TASK PROMPT: Show every line in the records below that contains the word "above".

EXERCISE INPUTS:
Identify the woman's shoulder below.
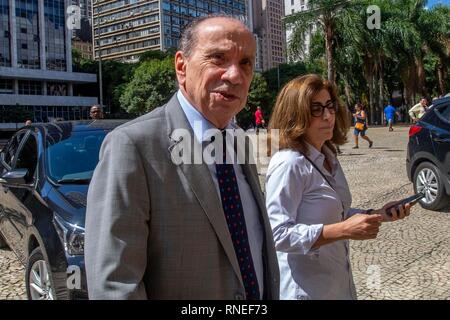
[267,149,308,175]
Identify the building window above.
[16,0,40,69]
[47,82,67,96]
[0,0,11,67]
[44,0,66,71]
[19,80,42,95]
[0,78,14,94]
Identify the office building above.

CORRECT RESPONSE:
Identify the building window above.
Identify the office building above.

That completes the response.